> Problem statement:
Please convert the entries, from the line containing "[point] every instance of the person" through the last line of the entries, into a numbered list, omitting any blank lines.

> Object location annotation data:
-- Begin --

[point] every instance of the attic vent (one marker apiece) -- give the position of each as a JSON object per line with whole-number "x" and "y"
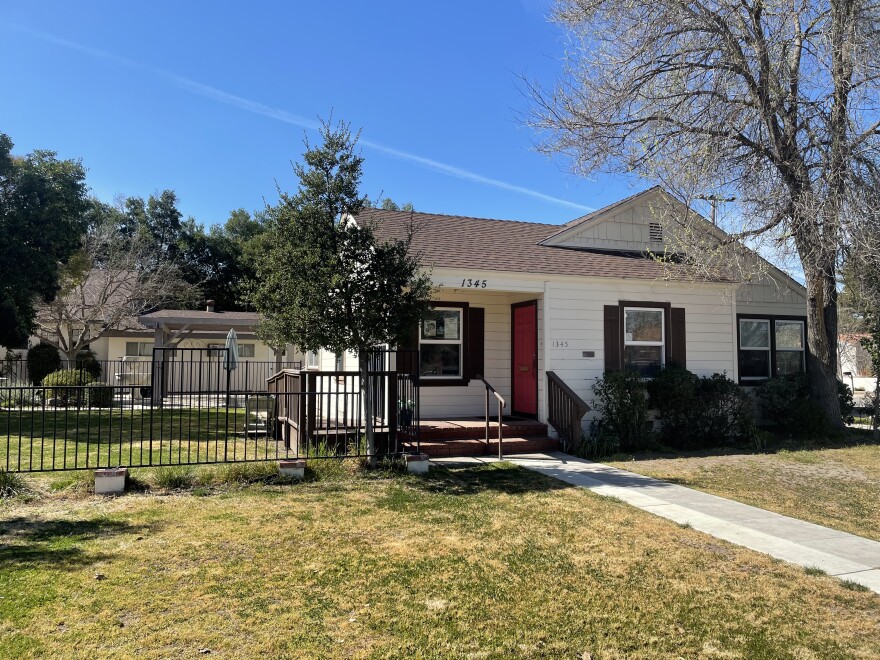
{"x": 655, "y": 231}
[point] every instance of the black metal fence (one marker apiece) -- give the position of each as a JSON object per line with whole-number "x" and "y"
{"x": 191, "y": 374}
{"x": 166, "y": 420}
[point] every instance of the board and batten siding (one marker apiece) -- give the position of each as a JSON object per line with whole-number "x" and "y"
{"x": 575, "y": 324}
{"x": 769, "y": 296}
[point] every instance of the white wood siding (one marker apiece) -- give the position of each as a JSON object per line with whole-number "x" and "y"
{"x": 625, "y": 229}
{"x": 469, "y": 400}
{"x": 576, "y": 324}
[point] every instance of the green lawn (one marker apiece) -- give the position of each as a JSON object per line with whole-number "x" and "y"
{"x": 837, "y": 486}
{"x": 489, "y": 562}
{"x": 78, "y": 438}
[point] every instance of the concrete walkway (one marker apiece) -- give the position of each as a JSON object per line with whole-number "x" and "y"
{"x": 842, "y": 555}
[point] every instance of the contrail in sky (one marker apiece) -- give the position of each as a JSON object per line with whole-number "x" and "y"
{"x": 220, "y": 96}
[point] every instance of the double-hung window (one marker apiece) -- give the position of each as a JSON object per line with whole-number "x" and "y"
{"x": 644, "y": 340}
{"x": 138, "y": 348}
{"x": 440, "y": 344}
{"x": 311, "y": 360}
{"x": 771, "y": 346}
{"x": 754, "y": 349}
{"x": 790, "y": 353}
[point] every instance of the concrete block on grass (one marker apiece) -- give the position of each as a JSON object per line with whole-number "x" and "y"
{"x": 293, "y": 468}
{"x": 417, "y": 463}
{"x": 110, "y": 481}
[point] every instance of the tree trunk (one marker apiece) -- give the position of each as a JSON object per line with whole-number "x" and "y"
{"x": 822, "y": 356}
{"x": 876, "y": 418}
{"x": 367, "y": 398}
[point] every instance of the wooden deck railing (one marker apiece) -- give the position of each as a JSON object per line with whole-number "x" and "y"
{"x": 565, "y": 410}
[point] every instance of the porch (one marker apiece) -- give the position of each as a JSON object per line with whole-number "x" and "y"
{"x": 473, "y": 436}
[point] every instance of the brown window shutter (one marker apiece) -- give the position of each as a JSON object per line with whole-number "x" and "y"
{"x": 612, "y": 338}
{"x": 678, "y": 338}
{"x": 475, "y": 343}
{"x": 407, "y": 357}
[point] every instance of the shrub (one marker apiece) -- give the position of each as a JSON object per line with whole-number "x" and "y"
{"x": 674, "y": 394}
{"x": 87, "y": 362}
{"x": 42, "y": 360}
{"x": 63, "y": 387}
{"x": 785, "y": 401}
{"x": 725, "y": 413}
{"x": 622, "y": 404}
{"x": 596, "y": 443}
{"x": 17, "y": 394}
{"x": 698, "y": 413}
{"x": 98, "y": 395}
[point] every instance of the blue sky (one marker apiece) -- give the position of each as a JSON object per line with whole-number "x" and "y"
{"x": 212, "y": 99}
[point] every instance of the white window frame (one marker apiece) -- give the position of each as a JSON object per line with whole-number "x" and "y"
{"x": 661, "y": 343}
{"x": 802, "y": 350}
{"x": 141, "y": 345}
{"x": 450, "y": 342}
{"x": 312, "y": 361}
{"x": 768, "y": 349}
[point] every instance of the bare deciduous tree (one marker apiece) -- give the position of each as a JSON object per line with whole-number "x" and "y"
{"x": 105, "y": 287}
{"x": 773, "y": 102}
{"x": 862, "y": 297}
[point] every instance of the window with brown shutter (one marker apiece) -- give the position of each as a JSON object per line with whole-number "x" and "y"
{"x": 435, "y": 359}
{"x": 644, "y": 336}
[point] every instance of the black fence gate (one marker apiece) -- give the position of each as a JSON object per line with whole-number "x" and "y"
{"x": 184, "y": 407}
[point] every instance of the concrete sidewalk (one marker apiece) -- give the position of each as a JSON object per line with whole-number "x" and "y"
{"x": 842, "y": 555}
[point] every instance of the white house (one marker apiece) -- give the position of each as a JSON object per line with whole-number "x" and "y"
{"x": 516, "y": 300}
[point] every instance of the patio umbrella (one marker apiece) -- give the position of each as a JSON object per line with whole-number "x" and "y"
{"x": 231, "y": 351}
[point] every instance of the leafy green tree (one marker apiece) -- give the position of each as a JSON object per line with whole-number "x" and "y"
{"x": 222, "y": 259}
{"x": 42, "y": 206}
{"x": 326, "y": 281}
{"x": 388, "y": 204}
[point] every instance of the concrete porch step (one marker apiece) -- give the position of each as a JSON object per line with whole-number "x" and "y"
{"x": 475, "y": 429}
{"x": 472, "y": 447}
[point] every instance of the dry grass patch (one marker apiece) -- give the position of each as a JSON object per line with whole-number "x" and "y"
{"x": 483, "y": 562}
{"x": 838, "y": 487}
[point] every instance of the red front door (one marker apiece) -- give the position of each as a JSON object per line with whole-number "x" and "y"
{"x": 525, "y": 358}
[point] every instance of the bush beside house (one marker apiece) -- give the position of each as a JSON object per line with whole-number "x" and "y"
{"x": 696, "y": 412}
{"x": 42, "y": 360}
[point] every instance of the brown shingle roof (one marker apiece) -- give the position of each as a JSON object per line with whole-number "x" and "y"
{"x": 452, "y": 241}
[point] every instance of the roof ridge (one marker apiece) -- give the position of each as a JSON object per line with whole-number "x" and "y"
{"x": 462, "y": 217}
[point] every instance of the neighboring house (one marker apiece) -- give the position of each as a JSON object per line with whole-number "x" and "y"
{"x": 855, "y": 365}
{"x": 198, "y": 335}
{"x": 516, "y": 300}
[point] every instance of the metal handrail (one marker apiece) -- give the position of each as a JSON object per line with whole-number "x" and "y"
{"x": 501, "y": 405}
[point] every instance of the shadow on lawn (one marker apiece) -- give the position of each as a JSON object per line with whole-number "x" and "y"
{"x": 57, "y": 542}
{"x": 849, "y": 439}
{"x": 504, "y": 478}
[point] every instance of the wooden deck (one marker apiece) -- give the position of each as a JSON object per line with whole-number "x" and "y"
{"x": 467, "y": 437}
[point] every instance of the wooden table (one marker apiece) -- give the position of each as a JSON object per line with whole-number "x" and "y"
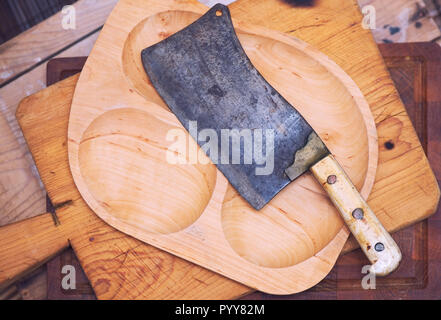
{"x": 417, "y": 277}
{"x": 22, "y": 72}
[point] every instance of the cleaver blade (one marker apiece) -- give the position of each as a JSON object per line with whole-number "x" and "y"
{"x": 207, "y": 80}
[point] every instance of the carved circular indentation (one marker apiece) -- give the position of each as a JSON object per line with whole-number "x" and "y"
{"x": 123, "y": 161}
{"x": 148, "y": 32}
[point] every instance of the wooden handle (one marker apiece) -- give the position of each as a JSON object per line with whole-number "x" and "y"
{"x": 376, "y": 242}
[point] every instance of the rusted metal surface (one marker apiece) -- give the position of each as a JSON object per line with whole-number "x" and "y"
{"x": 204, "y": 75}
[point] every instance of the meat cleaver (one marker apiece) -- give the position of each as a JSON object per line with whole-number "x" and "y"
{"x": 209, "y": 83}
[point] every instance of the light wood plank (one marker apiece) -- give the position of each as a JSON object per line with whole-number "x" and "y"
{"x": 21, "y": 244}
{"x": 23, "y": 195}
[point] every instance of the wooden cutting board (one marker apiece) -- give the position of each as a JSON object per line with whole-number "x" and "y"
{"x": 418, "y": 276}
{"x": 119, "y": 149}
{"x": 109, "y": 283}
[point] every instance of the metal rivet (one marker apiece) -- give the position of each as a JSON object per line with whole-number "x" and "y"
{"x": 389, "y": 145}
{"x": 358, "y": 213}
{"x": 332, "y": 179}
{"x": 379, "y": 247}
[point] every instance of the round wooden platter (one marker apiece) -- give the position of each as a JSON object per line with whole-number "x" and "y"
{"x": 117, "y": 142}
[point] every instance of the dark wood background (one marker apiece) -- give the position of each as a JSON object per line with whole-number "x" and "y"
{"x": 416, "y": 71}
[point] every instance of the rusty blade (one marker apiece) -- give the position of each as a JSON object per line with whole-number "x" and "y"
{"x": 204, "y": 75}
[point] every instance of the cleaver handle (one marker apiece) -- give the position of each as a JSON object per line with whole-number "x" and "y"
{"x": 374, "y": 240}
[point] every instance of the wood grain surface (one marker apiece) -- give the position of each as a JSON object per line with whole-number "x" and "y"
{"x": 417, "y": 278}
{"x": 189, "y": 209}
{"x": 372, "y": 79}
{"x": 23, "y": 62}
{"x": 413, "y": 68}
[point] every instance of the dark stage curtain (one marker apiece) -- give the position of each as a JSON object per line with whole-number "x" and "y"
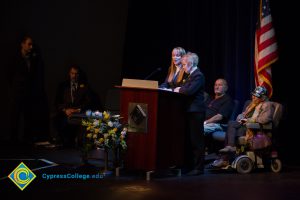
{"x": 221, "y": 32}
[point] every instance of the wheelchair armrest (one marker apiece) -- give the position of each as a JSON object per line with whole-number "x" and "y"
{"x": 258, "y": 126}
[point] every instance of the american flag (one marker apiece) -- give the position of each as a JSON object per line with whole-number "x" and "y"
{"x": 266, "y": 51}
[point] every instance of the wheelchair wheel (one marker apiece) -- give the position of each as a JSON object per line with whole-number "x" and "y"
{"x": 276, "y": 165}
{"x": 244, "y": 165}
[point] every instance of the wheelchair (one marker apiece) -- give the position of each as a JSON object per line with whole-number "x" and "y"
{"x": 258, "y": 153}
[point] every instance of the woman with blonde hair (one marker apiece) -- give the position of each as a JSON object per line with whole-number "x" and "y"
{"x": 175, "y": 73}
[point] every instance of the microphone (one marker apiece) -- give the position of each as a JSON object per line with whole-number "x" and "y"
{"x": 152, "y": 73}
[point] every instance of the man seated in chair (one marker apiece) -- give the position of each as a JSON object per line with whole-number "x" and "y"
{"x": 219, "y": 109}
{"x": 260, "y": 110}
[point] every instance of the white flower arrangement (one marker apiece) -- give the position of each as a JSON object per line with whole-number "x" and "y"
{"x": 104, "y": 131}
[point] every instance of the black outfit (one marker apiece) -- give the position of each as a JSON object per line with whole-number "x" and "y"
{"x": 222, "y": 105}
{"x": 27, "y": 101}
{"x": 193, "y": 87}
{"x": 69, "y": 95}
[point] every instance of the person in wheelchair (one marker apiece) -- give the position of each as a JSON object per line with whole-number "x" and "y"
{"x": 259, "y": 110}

-- End --

> Response to the exercise:
1. [point] every instance of the person in wheelchair (one marker apiece) -- give the position of each as a JSON object per line with whole-number "x" and "y"
2. {"x": 259, "y": 110}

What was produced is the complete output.